Detection annotation listing:
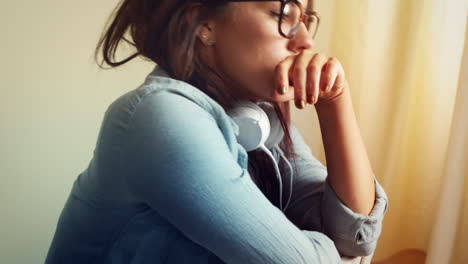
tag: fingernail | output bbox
[281,85,288,94]
[296,99,305,109]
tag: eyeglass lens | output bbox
[280,1,318,38]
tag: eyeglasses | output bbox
[194,0,320,39]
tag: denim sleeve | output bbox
[285,124,388,256]
[122,92,340,264]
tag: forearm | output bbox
[316,89,375,215]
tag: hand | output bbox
[276,50,348,109]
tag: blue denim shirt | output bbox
[46,66,387,264]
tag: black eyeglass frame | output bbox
[193,0,320,39]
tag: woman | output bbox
[46,0,387,263]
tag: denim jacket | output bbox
[46,66,388,264]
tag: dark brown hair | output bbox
[95,0,295,209]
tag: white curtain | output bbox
[293,0,468,263]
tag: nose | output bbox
[288,23,314,53]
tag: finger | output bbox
[320,58,340,94]
[275,56,294,94]
[292,51,313,109]
[306,53,327,104]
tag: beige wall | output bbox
[0,0,152,264]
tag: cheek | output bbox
[218,29,290,98]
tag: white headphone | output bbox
[228,101,292,211]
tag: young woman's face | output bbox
[208,0,313,102]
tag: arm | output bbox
[122,93,340,263]
[316,88,375,215]
[285,121,388,256]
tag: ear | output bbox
[197,22,216,46]
[186,3,216,46]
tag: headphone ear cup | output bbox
[258,102,284,149]
[228,101,270,151]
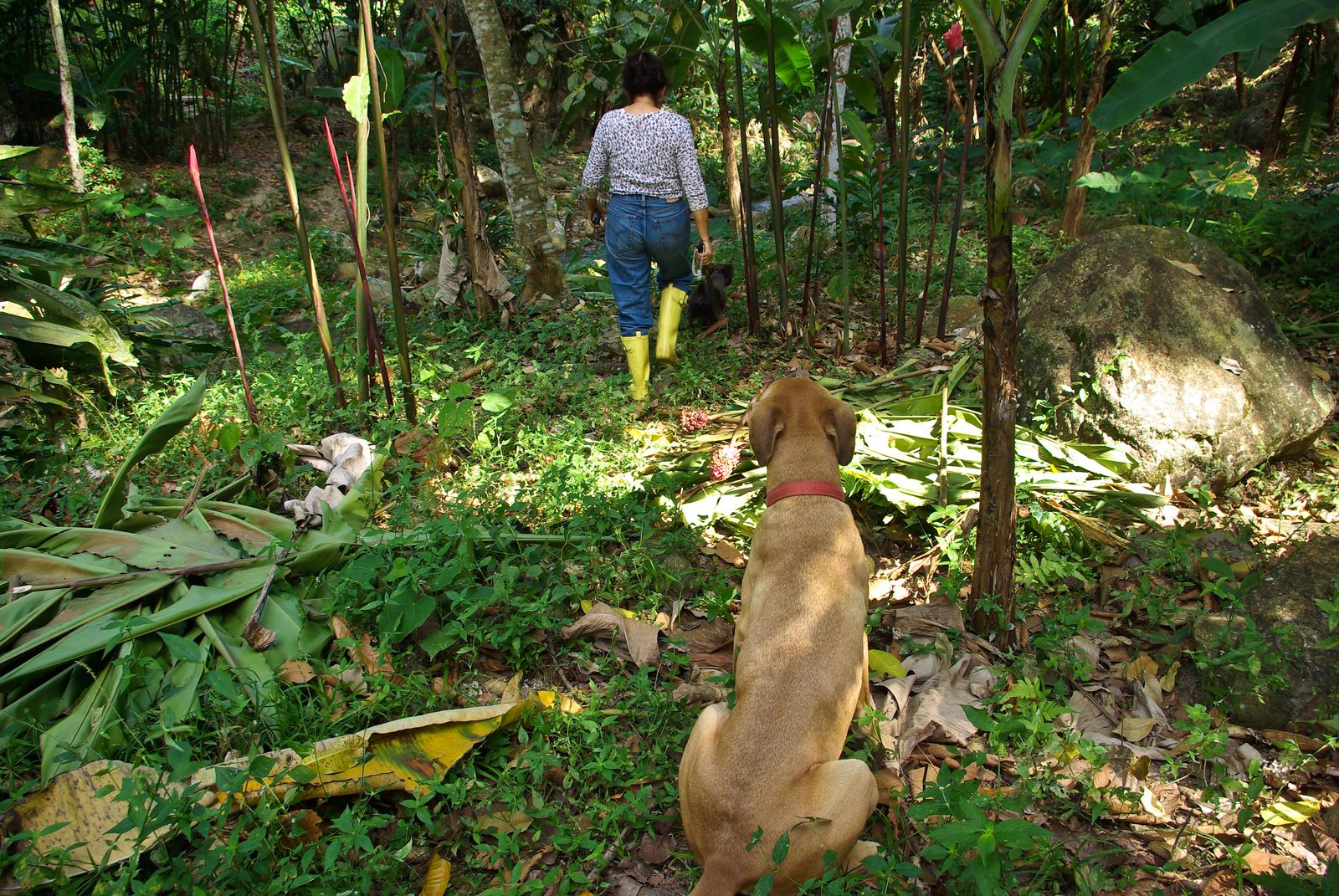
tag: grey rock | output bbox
[1019,227,1335,489]
[142,301,223,341]
[1193,535,1339,731]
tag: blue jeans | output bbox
[604,193,692,336]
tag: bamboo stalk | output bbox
[187,143,259,430]
[358,0,418,424]
[245,0,346,407]
[730,0,762,336]
[912,51,953,346]
[323,119,395,408]
[935,56,976,339]
[897,0,912,352]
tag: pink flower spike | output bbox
[944,22,967,59]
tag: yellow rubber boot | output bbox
[656,287,688,364]
[623,334,651,402]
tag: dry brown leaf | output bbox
[638,834,674,865]
[712,539,745,568]
[277,659,316,684]
[561,602,660,666]
[1123,655,1158,682]
[1116,716,1154,743]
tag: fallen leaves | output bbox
[561,602,660,666]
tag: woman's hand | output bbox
[587,196,604,230]
[694,237,715,265]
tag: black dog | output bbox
[688,264,735,327]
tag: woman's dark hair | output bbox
[623,49,670,100]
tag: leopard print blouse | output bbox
[581,109,707,212]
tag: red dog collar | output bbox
[766,479,846,508]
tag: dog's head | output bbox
[747,377,855,466]
[701,264,735,289]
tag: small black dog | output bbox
[688,264,735,327]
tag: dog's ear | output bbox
[748,402,781,466]
[828,401,855,466]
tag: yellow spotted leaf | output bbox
[423,853,451,896]
[1260,797,1321,827]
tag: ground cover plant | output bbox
[0,0,1339,896]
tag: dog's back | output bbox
[679,381,877,896]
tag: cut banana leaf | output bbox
[0,566,271,686]
[38,643,136,781]
[92,376,209,529]
[0,572,174,666]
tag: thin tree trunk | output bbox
[462,0,567,299]
[895,0,912,354]
[730,0,762,336]
[422,3,516,317]
[763,0,782,337]
[712,66,745,233]
[1260,27,1307,174]
[47,0,83,193]
[814,12,852,230]
[246,0,346,407]
[359,0,418,426]
[972,96,1019,631]
[935,56,976,339]
[1060,0,1121,240]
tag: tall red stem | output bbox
[323,118,395,407]
[187,145,259,428]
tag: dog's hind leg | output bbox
[763,760,879,896]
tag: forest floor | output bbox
[0,92,1339,896]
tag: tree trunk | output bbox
[1060,0,1121,240]
[462,0,567,299]
[47,0,83,193]
[814,12,852,232]
[714,66,745,233]
[972,100,1018,643]
[422,4,516,317]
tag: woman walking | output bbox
[581,51,712,402]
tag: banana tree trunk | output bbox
[712,65,745,233]
[462,0,567,299]
[823,12,852,232]
[422,4,516,317]
[957,0,1046,646]
[47,0,83,193]
[1060,0,1121,240]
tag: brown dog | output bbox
[679,379,879,896]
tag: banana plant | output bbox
[1091,0,1339,131]
[957,0,1046,644]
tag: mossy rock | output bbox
[1193,535,1339,731]
[1019,227,1334,489]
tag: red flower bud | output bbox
[944,22,967,59]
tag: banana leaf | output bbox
[92,375,208,529]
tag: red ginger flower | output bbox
[711,442,739,482]
[944,22,967,59]
[679,407,711,433]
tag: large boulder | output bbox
[1019,227,1334,489]
[1189,535,1339,731]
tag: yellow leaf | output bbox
[423,853,451,896]
[1260,797,1321,827]
[1116,718,1153,743]
[869,649,906,678]
[5,760,191,883]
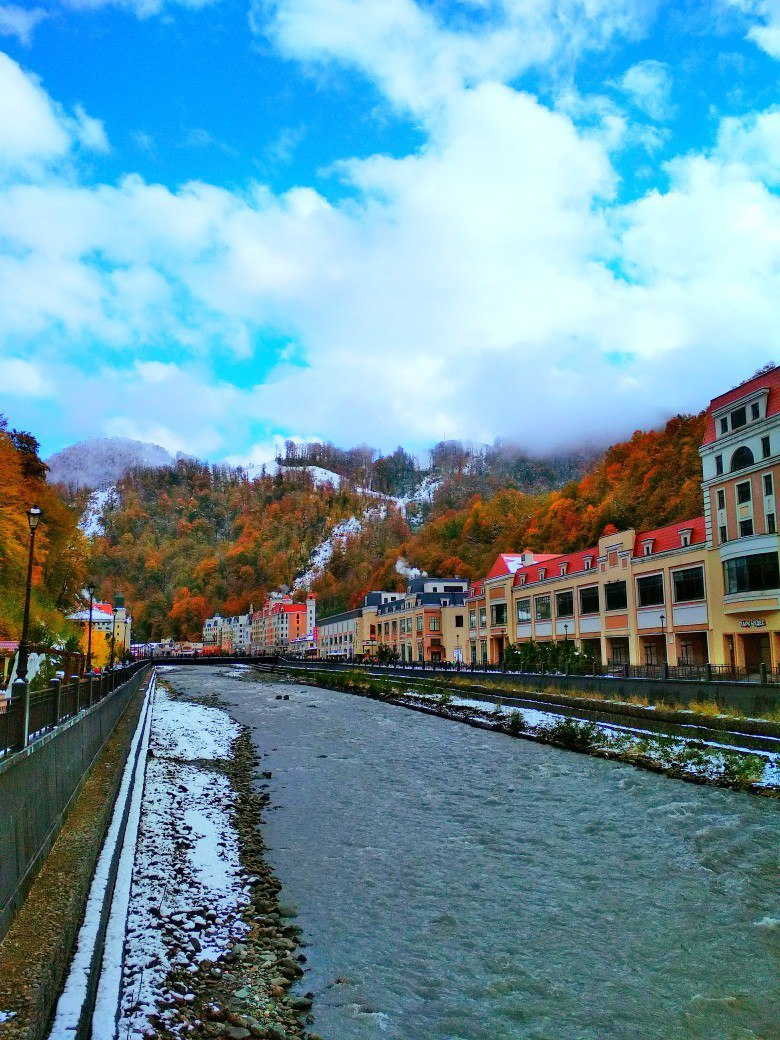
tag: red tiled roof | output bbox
[702,366,780,444]
[513,549,599,587]
[633,517,707,558]
[485,552,557,581]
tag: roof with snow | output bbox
[485,549,557,581]
[633,517,707,557]
[702,367,780,444]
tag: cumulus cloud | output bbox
[0,3,48,47]
[0,52,108,177]
[0,43,780,460]
[726,0,780,58]
[717,105,780,186]
[614,58,673,122]
[256,0,653,112]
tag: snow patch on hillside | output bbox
[79,485,119,538]
[292,517,363,589]
[46,437,175,491]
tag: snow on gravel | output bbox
[120,687,250,1040]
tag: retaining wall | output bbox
[284,661,780,716]
[0,669,149,940]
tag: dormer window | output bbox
[731,405,748,430]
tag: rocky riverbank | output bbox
[290,670,780,798]
[130,676,319,1040]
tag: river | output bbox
[171,668,780,1040]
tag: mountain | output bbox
[46,437,175,492]
[84,414,704,639]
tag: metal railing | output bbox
[0,660,149,759]
[280,657,780,685]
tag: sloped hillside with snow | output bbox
[46,437,176,491]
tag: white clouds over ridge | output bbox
[0,20,780,456]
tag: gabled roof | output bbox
[513,549,599,588]
[702,366,780,444]
[633,517,707,558]
[485,552,557,581]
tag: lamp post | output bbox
[108,602,116,672]
[86,581,95,675]
[17,505,42,682]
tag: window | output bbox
[731,405,748,430]
[604,581,628,610]
[579,586,599,615]
[636,574,664,606]
[672,567,704,603]
[731,447,755,473]
[723,552,780,596]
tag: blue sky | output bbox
[0,0,780,462]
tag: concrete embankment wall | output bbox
[0,669,149,940]
[284,662,780,716]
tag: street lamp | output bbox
[108,600,116,671]
[17,505,42,682]
[86,581,96,675]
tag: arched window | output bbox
[731,447,755,473]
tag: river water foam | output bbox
[176,669,780,1040]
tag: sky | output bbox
[0,0,780,464]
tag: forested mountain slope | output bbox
[81,415,704,638]
[0,415,89,643]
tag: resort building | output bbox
[700,368,780,671]
[376,577,469,662]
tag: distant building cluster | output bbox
[203,367,780,671]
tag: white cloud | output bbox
[0,356,54,397]
[252,0,654,112]
[725,0,780,58]
[0,52,108,177]
[613,58,673,123]
[717,105,780,186]
[0,3,48,47]
[0,43,780,461]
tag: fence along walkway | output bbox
[0,661,147,759]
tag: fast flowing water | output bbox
[171,669,780,1040]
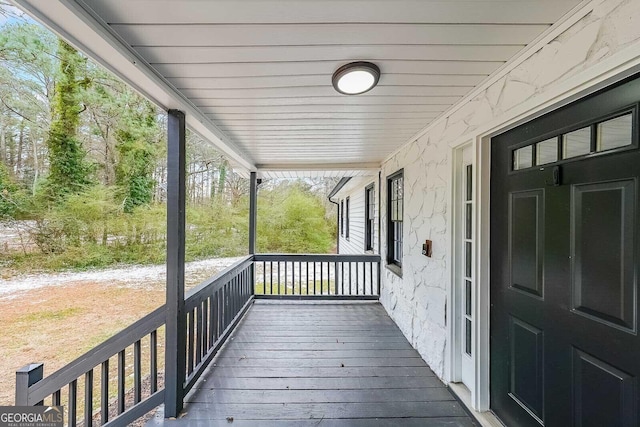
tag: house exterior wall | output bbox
[378,0,640,378]
[333,176,378,254]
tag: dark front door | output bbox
[491,79,640,427]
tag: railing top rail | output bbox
[253,254,380,262]
[29,305,165,404]
[185,255,253,309]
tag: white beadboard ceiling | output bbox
[15,0,580,177]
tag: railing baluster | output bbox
[369,262,373,295]
[51,390,61,406]
[196,304,204,365]
[67,380,78,427]
[213,290,220,342]
[118,350,126,414]
[133,340,142,405]
[149,330,158,394]
[376,263,380,296]
[100,359,109,425]
[200,298,209,357]
[84,369,93,427]
[348,262,353,295]
[278,261,282,295]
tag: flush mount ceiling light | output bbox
[331,61,380,95]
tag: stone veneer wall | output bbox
[380,0,640,378]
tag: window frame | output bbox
[364,182,376,252]
[386,169,404,275]
[340,200,344,237]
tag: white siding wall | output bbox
[333,176,378,254]
[380,0,640,377]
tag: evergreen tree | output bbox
[46,40,92,200]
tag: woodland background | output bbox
[0,5,336,271]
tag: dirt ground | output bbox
[0,258,236,405]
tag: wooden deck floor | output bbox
[147,301,476,427]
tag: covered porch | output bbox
[147,299,476,426]
[8,0,640,427]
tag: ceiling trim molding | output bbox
[382,0,602,164]
[256,163,380,173]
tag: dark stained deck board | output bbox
[219,350,419,359]
[171,401,466,420]
[228,338,413,351]
[195,376,444,390]
[148,301,476,427]
[186,387,454,404]
[215,357,424,368]
[226,333,407,343]
[202,366,433,378]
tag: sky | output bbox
[0,1,33,26]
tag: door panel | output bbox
[571,180,637,330]
[573,348,635,427]
[509,316,544,418]
[509,190,544,297]
[491,75,640,427]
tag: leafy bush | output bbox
[258,185,334,253]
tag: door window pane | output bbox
[598,114,633,151]
[465,165,473,201]
[465,203,473,239]
[513,145,533,170]
[536,138,558,165]
[464,319,471,356]
[562,127,591,159]
[464,242,471,278]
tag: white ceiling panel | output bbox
[136,42,522,65]
[111,23,548,47]
[15,0,581,178]
[85,0,576,24]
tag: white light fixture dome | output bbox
[331,61,380,95]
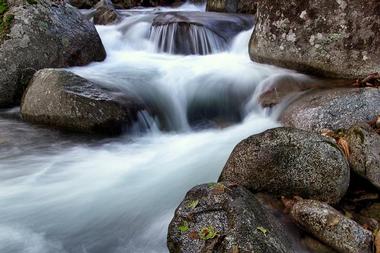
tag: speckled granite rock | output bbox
[168,182,294,253]
[291,200,373,253]
[280,88,380,131]
[345,124,380,189]
[219,128,350,203]
[0,0,106,107]
[249,0,380,79]
[21,69,144,135]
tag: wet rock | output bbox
[291,200,373,253]
[0,0,106,107]
[21,69,144,135]
[94,6,121,25]
[302,236,337,253]
[69,0,99,9]
[249,0,380,79]
[168,182,294,253]
[150,12,254,55]
[280,88,380,131]
[207,0,257,14]
[219,128,350,203]
[345,124,380,189]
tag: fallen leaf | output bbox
[375,230,380,253]
[186,200,199,209]
[178,221,189,233]
[337,137,350,159]
[189,230,199,240]
[256,226,268,236]
[198,226,217,241]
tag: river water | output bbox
[0,2,306,253]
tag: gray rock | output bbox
[69,0,99,9]
[345,124,380,189]
[0,0,106,107]
[291,200,373,253]
[94,6,121,25]
[21,69,144,135]
[207,0,257,14]
[168,182,294,253]
[249,0,380,79]
[280,88,380,131]
[219,128,350,203]
[150,11,254,55]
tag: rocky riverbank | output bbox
[168,0,380,253]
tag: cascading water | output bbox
[0,3,314,253]
[150,23,227,55]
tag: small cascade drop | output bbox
[150,23,227,55]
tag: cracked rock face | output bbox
[249,0,380,79]
[21,69,144,135]
[345,124,380,189]
[280,88,380,131]
[291,200,373,253]
[168,182,294,253]
[0,0,106,107]
[219,127,350,203]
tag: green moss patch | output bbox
[0,0,14,42]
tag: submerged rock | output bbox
[0,0,106,107]
[21,69,144,135]
[280,88,380,131]
[207,0,257,14]
[69,0,100,9]
[150,12,254,55]
[94,6,121,25]
[219,128,350,203]
[249,0,380,79]
[345,124,380,189]
[168,182,294,253]
[291,200,373,253]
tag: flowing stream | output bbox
[0,2,307,253]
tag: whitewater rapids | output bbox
[0,2,312,253]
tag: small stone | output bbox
[291,200,373,253]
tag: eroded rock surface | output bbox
[345,124,380,189]
[21,69,144,135]
[291,200,373,253]
[219,128,350,203]
[280,88,380,131]
[168,182,294,253]
[0,0,106,107]
[250,0,380,79]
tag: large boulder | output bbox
[168,182,294,253]
[291,200,373,253]
[0,0,106,107]
[21,69,144,134]
[219,128,350,203]
[206,0,257,14]
[249,0,380,79]
[344,124,380,189]
[280,88,380,131]
[150,12,254,55]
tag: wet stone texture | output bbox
[21,69,144,135]
[168,182,294,253]
[280,88,380,132]
[207,0,257,15]
[249,0,380,79]
[0,0,106,107]
[345,124,380,189]
[291,200,373,253]
[219,128,350,203]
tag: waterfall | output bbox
[150,23,226,55]
[0,5,318,253]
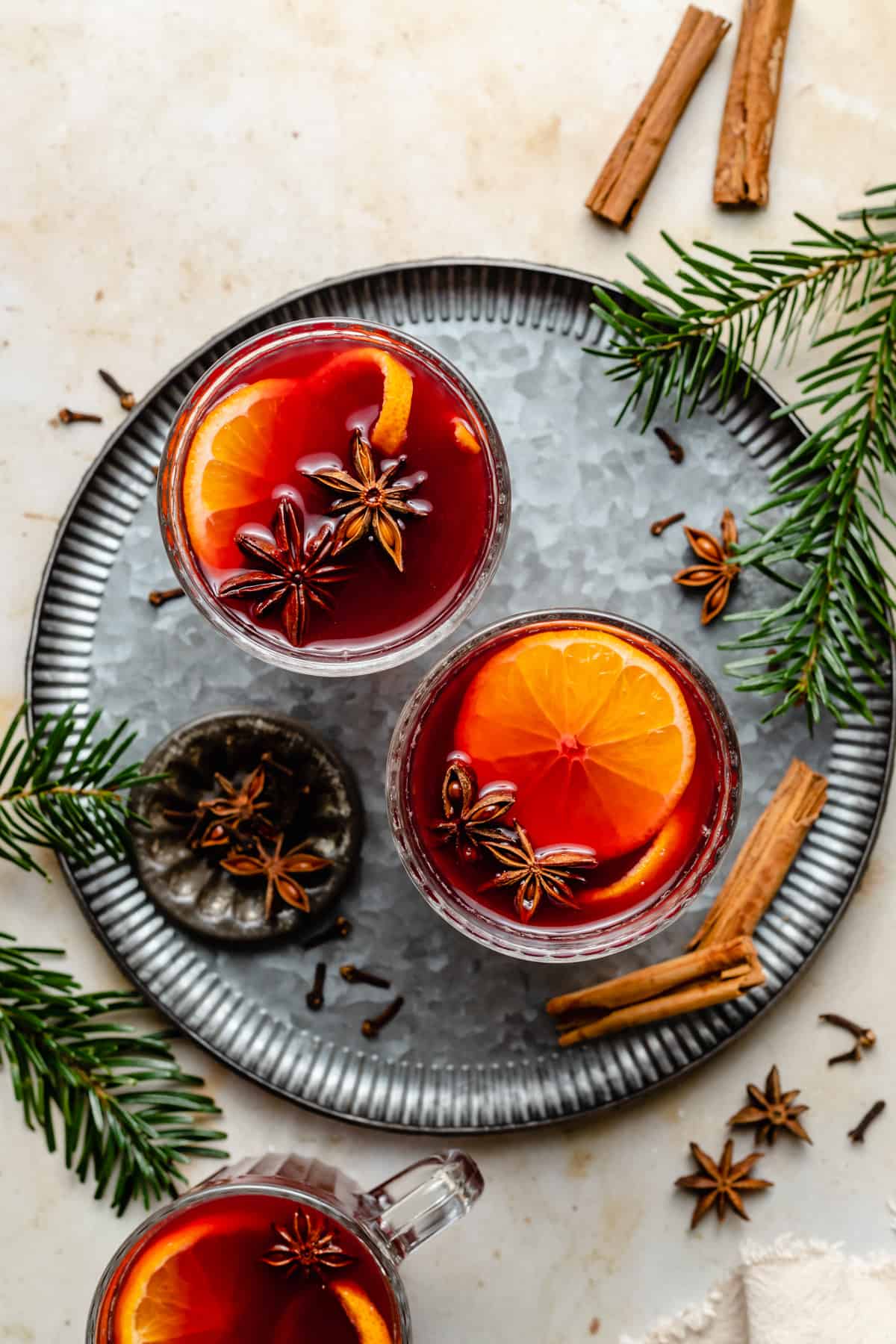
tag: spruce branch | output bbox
[0,706,227,1213]
[588,185,896,724]
[0,933,227,1213]
[0,704,158,877]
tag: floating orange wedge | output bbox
[455,628,696,859]
[184,378,301,564]
[329,1278,393,1344]
[314,346,414,454]
[451,415,482,453]
[113,1218,244,1344]
[576,803,694,914]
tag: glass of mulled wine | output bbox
[86,1152,482,1344]
[158,320,511,676]
[387,612,740,961]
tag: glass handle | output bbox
[364,1149,482,1260]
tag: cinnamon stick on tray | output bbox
[585,5,731,228]
[547,938,765,1045]
[713,0,794,205]
[688,759,827,948]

TASK TO COMPLETE: Arrange the listing from the line containing "tag: door window pane | output bbox" through the line containing "[85,0,576,24]" as a two-column CSV with the headers tag and boxes. Give one row per tag, with the tag text in one quoted field and all of its boxes in the other, and replace line breaks with spaces.

ANSWER FOR THIS EXERCISE:
tag,boxes
"tag: door window pane | output bbox","[598,114,633,151] [465,165,473,201] [465,203,473,239] [513,145,533,170] [536,138,558,165] [464,319,471,356] [562,127,591,159] [464,242,471,278]"
"tag: white ceiling panel | output bbox","[136,42,522,65] [111,23,548,47] [15,0,581,178] [85,0,576,24]"